What you should do: Continue the gold mining presentation transcript past its last sentence.

Document:
We’re comfortable politically with the, with the countries that we’re operating in. We have a lot of experience in those countries. We’ve had a lot of success in those countries. And as I say, we’re very pleased to add one in North America.
Our production growth going forward, you can see the Red Lake mine down here at the bottom and then you can see the current Wheaton River production right here and then you can see the projects coming on. Amapari will start later this year and then we’ll add Los Filos at the beginning of ‘06 and then the Red Lake expansion completes
it up to here which gets us to the million and a half ounces. All of these are being built. All of these are paid for. One’s in expansion. The other two are under construction. We see very little execution risk with either one of these.
As far as the cost of production, as we mentioned here we are down here at 59 dollars. And this 59-dollar number depends on a copper price, for those that are interested, of around 90 cents. So we’re not using $1.40 copper to get to this number. If people think copper’s going to go lower than that, if you take your copper all the way down to 50 cents, add about 40 dollars to this so we’d still be below 100 dollars of copper, almost disappeared. So be a very low-cost producer and this number stays that way going out for many, many years in the future.

Information given:
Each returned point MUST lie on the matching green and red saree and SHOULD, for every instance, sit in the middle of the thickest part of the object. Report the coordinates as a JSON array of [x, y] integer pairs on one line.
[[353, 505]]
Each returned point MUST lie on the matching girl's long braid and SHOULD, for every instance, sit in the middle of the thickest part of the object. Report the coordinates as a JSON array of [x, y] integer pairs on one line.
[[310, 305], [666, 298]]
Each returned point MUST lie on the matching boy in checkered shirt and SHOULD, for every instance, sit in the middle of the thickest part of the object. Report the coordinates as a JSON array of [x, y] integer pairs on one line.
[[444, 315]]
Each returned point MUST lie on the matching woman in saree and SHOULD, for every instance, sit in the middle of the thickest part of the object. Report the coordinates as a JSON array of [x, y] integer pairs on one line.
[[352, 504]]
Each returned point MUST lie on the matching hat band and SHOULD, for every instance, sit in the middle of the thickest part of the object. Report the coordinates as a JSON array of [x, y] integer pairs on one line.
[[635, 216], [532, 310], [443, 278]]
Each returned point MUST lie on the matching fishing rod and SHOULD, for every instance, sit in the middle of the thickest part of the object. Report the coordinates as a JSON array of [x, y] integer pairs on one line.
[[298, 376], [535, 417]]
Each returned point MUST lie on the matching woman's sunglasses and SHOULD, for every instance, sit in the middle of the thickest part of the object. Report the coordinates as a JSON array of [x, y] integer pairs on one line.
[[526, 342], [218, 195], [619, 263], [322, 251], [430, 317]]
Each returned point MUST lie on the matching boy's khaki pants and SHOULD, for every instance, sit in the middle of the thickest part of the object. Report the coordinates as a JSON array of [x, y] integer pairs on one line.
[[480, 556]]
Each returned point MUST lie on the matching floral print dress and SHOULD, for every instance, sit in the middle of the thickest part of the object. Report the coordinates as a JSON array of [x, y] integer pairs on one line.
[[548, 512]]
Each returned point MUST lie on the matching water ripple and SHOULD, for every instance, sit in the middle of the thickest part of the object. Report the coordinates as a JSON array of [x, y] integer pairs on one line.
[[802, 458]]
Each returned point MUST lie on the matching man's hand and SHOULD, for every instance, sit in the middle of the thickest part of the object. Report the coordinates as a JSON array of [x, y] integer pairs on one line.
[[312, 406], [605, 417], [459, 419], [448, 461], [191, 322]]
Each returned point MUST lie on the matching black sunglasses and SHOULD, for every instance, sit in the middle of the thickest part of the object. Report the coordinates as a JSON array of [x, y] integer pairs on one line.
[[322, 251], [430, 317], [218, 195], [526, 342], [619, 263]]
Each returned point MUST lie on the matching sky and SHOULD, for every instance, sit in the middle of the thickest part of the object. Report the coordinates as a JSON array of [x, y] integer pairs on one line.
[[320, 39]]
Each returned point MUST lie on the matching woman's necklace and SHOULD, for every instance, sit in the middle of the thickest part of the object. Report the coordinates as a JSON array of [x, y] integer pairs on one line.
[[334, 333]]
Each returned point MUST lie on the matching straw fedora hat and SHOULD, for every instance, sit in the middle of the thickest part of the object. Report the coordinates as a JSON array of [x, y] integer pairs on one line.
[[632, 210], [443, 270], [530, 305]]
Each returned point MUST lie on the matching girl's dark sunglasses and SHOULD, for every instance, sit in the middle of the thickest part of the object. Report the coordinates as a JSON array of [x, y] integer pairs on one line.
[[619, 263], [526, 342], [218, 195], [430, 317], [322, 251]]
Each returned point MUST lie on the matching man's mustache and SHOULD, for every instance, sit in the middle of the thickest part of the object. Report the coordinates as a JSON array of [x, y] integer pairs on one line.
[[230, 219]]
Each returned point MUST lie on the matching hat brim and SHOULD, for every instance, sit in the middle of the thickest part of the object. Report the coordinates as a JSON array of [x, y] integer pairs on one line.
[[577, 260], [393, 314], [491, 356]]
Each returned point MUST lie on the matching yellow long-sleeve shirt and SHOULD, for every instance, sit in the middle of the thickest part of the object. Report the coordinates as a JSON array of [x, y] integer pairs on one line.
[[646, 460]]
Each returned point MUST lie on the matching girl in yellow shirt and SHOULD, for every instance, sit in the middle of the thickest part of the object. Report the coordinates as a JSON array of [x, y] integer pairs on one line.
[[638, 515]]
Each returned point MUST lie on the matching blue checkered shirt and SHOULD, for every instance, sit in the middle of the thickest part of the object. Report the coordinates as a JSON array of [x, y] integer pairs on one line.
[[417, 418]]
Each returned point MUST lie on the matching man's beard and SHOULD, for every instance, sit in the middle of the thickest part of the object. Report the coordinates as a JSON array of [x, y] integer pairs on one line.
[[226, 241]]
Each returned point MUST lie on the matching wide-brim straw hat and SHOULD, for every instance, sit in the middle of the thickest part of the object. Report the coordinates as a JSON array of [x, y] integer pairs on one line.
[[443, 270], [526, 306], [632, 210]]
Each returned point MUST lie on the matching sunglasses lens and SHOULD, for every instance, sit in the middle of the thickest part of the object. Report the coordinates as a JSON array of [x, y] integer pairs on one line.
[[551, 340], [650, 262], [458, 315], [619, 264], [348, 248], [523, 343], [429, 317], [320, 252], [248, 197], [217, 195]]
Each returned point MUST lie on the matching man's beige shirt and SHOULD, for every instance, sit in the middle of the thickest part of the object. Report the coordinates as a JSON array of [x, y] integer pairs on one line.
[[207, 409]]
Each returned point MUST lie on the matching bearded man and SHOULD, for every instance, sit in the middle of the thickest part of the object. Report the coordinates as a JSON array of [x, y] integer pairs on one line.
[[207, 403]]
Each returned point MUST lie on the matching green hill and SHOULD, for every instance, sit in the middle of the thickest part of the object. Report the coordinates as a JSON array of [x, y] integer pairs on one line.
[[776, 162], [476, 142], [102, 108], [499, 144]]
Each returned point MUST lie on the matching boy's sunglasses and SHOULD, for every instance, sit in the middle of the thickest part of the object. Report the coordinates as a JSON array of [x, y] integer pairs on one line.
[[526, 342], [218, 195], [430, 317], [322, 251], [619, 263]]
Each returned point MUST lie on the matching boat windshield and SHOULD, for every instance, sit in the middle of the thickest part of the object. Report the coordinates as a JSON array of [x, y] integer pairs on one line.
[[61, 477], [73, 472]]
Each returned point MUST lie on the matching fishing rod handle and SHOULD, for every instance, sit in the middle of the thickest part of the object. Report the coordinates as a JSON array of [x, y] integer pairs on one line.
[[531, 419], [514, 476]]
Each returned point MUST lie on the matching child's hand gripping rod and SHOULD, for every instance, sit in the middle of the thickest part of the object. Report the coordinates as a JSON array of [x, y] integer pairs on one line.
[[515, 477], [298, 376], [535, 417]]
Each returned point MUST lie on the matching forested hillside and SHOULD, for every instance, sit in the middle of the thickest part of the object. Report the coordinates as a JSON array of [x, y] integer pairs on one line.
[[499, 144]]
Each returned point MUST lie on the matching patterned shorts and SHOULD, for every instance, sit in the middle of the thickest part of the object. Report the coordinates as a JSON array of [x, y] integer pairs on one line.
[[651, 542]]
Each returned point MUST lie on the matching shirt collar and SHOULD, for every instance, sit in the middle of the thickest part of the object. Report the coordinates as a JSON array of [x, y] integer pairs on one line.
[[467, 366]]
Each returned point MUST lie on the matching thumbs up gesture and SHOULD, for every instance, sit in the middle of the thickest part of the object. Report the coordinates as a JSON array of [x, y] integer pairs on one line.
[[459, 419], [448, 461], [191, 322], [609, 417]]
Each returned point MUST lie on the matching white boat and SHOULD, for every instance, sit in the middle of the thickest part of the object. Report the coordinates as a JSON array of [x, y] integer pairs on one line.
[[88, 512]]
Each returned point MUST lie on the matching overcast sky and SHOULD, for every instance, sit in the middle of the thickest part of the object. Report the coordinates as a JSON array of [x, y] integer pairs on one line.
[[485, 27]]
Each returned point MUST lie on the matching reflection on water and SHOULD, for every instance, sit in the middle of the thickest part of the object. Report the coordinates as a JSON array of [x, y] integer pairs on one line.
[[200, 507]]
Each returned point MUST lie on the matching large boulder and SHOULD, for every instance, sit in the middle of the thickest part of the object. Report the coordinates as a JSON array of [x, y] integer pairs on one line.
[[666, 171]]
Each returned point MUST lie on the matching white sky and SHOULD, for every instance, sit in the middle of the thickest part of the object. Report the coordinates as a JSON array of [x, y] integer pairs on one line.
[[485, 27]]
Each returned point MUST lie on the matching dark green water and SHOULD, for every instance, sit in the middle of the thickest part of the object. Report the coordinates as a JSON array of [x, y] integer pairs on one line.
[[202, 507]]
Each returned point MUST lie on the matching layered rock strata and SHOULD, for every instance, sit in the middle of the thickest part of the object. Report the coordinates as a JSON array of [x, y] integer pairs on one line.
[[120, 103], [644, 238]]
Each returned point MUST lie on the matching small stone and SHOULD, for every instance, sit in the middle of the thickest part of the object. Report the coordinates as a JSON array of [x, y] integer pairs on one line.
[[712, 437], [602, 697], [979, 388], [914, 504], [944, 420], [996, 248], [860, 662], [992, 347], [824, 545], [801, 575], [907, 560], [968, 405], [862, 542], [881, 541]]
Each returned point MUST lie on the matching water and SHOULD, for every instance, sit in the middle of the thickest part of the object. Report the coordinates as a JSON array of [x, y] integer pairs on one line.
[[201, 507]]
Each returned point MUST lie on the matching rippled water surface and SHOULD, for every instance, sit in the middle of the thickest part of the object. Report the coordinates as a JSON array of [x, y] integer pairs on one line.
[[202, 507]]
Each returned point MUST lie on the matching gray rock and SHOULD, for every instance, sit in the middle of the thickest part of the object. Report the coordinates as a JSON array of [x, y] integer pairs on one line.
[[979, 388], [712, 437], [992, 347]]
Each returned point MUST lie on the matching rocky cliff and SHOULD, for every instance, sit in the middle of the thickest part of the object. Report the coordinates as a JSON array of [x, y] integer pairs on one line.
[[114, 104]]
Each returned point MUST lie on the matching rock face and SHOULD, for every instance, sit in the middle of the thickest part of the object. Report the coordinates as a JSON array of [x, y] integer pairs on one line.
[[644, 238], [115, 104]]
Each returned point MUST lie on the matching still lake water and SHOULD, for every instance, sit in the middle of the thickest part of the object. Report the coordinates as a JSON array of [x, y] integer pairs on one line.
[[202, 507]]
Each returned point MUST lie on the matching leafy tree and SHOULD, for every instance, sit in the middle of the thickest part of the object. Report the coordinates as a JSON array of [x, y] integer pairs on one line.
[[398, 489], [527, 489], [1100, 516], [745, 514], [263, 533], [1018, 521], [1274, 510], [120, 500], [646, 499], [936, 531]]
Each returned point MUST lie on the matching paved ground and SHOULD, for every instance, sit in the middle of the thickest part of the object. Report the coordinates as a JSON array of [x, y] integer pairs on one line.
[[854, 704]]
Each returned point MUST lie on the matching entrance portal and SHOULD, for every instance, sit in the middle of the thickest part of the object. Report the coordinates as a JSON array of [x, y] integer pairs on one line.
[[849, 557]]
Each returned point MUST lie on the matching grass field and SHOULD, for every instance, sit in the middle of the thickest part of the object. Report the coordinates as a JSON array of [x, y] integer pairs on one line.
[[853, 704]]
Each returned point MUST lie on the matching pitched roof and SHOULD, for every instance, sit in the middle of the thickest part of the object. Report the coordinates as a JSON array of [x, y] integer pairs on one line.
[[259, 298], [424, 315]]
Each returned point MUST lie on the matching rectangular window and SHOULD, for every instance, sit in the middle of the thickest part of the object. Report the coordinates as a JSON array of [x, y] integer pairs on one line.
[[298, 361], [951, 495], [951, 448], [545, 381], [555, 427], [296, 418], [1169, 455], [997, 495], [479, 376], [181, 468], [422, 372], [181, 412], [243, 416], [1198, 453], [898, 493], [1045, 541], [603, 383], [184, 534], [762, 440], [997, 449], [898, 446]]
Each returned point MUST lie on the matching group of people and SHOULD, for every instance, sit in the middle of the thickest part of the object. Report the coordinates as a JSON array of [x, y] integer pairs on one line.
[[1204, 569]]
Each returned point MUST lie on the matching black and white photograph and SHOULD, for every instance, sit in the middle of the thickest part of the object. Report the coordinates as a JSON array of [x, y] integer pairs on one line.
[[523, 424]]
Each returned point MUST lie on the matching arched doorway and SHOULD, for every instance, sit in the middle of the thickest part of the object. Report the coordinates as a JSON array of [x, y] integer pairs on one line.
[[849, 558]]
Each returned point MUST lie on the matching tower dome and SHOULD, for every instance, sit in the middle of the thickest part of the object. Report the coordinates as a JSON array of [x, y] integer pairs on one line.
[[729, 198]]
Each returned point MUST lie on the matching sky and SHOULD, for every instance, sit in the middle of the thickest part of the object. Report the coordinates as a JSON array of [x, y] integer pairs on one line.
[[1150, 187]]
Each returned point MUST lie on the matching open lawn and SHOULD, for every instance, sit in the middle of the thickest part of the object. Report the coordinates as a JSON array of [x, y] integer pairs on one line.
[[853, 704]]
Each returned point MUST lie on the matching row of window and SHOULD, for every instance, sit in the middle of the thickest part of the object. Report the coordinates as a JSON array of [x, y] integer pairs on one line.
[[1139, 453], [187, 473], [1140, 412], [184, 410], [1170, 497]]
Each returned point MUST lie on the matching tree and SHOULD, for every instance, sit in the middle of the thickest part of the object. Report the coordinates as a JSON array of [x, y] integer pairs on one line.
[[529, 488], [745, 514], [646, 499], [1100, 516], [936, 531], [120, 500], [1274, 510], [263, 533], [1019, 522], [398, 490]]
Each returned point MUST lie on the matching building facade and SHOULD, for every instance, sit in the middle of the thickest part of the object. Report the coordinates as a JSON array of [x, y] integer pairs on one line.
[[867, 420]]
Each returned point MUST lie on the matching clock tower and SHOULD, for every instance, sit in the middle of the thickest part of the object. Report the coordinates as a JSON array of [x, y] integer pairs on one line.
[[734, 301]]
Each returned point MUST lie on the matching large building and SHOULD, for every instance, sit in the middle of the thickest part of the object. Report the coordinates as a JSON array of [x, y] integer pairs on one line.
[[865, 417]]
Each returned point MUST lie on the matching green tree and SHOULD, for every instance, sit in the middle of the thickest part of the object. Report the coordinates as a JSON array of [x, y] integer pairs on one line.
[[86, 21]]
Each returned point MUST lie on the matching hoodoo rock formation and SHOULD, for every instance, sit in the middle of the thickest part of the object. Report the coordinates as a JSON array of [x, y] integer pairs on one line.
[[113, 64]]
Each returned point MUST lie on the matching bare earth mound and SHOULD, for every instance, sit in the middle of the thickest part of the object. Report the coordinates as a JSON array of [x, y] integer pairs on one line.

Final answer:
These are the financial results for the first nine months of this year. You can see Goldcorp here at 63 million, you can see Wheaton at 136 million and you can see Glamis at 10 million dollars. Obviously the first two here are very, very profitable and these are I would say a normal year for Goldcorp. They have of course held back
some of their gold, which would have made this higher had they sold it. For Wheaton this is a normal quarter or a normal nine months for us. Nothing special in there. We can expect this to continue over that period of time. Obviously Glamis has some growth coming up in the future but it’s in the future and, and one always has to consider the execution risk etcetera going forward when so much of their future cash flow and production is still to come.
If you look at the current financial picture you can see Goldcorp with over 350 million dollars in cash and securities, Wheaton with over 100 million dollars and Glamis with 20 million dollars and I believe they have capital expenditures coming up that would more than chew up that 22 million dollars.
Just a comment about, about Wheaton here. In addition to what’s showing here in cash, as far as our ability to grow we’ve got lines of credit of 375 million dollars so that gets us to about half a billion. And then of course we’ve got our shares in Silver Wheaton which are worth over 200 million. So Wheaton on its own has the ability to
go out and spend up to 700 million dollars without issuing any more shares and without raising any more equity. So we’re in a very, very, very strong position.
All the companies have no debt and I believe all of them are unleveraged, although I believe Glamis has permission to leverage should they decide to do it.
As far as trading liquidity, Wheaton out-trades all the companies on this list on its own. Certainly complying with Goldcorp there’d be huge trading liquidity and being listed in New York with that liquidity we think would be a big benefit to shareholders and also help increase the share price.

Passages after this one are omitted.